Within the entries below, the lines from the one with "point: boy's outstretched" through the one with "Target: black pant leg of another person" are to be set down exactly, both ends kept.

# Study material
——————————
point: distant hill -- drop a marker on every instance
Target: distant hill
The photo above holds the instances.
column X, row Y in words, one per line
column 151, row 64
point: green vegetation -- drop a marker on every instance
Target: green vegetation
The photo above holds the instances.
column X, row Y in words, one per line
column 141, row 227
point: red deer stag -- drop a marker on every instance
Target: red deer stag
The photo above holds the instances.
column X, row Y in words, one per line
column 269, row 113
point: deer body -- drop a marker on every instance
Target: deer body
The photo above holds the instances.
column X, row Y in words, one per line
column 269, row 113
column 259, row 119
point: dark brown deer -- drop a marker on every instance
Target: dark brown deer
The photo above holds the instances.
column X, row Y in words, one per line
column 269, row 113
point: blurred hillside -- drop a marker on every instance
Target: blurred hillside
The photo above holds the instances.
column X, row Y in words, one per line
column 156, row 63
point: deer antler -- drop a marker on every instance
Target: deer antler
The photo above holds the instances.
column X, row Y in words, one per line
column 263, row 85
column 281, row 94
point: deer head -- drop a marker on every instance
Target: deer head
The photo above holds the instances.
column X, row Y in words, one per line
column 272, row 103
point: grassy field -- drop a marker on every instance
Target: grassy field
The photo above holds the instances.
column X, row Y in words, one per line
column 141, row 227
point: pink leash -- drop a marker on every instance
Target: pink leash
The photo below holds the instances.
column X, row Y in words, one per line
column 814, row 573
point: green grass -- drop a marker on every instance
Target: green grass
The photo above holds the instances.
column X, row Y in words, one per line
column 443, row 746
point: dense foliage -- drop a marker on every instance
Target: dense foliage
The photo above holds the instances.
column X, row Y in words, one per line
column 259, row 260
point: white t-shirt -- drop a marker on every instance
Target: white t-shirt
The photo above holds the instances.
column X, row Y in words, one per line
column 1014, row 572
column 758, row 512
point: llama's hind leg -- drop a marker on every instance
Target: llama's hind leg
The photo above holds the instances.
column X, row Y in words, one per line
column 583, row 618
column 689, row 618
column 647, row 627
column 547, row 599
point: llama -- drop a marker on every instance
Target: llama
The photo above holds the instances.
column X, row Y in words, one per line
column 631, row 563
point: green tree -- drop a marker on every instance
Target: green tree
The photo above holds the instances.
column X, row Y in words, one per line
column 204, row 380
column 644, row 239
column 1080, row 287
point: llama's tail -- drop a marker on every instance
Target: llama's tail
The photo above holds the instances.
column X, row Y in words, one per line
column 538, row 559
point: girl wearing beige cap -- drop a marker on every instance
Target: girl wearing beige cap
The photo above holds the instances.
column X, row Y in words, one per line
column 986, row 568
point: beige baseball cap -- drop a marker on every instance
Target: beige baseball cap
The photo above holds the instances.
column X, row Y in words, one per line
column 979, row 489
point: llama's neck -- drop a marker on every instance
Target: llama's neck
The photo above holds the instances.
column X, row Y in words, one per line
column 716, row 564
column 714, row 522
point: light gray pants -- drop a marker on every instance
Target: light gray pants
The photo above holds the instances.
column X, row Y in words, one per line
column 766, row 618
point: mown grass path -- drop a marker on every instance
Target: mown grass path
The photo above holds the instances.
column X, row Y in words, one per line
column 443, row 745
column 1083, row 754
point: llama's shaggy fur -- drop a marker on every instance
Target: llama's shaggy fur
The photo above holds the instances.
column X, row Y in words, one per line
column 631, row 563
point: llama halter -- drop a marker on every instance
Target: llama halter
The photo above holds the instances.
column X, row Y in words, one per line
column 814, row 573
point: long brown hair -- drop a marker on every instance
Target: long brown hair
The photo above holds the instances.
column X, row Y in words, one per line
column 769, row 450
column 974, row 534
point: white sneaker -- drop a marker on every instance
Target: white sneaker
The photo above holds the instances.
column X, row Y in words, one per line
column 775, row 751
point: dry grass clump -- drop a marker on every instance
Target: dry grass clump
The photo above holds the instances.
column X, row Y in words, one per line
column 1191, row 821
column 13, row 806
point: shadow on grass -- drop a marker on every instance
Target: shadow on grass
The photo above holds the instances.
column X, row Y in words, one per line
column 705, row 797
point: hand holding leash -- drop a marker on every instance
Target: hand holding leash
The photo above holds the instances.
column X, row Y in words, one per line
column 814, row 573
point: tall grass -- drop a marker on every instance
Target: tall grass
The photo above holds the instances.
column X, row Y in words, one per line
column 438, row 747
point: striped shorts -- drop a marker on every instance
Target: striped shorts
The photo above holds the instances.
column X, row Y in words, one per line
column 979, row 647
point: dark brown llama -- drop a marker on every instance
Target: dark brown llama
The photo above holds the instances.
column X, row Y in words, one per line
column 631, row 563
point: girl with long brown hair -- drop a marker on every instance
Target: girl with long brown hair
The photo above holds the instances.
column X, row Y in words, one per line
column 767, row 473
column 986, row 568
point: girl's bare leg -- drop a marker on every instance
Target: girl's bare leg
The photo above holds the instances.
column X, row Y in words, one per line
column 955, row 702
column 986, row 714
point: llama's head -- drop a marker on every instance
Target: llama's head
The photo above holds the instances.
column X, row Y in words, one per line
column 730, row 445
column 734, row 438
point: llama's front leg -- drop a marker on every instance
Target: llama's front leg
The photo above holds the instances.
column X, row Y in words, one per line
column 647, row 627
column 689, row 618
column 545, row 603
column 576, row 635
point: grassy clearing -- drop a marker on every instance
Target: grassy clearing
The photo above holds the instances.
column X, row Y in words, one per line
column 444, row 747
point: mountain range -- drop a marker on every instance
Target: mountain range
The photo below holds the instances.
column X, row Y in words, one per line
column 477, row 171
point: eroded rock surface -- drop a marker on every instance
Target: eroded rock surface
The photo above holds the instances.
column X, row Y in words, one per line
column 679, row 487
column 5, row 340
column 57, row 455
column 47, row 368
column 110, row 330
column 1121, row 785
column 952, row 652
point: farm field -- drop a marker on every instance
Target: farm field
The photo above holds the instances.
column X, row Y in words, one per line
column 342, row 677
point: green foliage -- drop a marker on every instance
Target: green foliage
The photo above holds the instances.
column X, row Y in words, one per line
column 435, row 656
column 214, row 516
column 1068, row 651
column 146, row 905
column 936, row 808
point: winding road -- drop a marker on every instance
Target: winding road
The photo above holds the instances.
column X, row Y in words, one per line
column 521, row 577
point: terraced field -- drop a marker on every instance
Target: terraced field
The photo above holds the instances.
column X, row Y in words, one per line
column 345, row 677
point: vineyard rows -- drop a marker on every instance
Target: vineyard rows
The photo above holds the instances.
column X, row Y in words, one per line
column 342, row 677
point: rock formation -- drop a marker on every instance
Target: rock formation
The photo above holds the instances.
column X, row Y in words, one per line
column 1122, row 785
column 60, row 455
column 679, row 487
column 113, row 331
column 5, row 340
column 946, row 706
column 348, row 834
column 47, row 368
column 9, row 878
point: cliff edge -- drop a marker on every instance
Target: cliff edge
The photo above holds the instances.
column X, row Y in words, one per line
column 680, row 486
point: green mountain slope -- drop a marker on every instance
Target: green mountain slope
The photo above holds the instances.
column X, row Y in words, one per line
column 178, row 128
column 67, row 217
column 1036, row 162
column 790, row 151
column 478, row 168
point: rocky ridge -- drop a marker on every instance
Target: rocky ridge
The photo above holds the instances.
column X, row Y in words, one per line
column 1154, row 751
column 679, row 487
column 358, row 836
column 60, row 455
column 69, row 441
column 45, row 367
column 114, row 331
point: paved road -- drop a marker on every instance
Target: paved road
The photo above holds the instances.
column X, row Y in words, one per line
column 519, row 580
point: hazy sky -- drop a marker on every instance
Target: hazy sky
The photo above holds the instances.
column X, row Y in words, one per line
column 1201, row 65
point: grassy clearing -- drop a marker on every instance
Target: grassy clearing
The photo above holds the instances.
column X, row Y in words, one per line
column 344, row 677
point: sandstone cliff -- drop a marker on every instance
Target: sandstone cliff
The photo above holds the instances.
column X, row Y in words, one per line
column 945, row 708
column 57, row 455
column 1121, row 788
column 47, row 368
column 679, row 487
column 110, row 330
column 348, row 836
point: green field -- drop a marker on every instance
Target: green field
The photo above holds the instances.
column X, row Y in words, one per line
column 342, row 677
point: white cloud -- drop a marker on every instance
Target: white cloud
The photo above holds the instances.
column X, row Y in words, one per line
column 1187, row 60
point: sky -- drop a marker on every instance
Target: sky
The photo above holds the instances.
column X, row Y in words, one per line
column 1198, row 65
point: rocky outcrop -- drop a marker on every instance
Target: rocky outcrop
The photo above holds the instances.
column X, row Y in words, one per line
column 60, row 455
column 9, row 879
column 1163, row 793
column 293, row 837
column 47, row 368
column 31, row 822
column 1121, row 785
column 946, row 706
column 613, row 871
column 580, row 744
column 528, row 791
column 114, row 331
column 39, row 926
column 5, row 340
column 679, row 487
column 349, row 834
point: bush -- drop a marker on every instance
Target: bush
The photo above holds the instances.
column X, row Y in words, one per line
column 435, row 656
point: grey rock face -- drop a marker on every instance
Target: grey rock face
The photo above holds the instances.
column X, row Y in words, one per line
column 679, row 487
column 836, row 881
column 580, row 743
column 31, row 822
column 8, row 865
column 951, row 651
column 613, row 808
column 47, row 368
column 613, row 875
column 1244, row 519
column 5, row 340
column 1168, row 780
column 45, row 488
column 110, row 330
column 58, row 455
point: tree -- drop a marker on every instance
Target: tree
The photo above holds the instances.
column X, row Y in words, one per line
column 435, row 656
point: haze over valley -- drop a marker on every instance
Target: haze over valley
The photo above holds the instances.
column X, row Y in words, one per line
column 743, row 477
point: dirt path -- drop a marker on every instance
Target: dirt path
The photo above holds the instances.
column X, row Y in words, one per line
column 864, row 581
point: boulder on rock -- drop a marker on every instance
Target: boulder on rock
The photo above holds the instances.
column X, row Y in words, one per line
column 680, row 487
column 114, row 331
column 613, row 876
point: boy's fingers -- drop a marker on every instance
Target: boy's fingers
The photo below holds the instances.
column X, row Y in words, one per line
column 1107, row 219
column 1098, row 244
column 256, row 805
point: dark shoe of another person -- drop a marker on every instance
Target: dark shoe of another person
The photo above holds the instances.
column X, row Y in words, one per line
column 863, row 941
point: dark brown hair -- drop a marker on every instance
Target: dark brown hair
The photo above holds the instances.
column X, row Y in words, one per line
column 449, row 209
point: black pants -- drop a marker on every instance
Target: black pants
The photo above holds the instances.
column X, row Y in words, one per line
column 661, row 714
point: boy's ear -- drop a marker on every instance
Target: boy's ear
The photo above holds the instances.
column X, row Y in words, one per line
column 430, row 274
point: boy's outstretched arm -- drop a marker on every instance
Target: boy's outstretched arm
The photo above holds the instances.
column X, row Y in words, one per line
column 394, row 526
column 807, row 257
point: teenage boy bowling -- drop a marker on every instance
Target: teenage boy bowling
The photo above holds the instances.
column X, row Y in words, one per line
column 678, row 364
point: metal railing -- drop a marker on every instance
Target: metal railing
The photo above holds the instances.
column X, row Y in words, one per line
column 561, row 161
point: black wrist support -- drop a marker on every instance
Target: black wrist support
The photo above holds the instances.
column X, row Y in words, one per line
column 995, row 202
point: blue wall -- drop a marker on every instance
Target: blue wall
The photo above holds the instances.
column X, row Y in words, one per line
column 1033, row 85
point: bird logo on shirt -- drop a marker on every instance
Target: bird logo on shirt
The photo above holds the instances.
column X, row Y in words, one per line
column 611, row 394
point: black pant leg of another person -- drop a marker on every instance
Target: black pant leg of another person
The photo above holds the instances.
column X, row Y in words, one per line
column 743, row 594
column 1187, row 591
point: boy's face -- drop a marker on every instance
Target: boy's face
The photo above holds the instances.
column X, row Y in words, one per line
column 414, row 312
——————————
# Expected answer
point: boy's outstretched arm -- drop a marker on every instance
Target: boy's outstretched arm
The photo above holds the instances.
column X, row Y in words, one per line
column 394, row 526
column 807, row 257
point: teenage boy bowling -- drop a marker on every instance
Target: teenage boy bowling
The photo above holds the instances.
column X, row Y in words, one per line
column 678, row 364
point: metal railing -- drop a marker on every instance
Target: metal railing
The photo above holds the instances.
column X, row Y in words, one per line
column 561, row 161
point: black wrist support -- drop a marker on every instance
Target: black wrist support
The photo above holds the instances.
column X, row Y in words, one per line
column 995, row 202
point: blue wall -- drop a marker on every instance
Target: blue wall
The photo above holds the instances.
column X, row Y in words, one per line
column 1033, row 85
point: bird logo on shirt -- drop a marker on every instance
Target: bird logo on shirt
The photo above holds the instances.
column X, row Y in words, one per line
column 611, row 394
point: black pant leg of another person -- drop a marker on every instance
Target: black pant leg of another person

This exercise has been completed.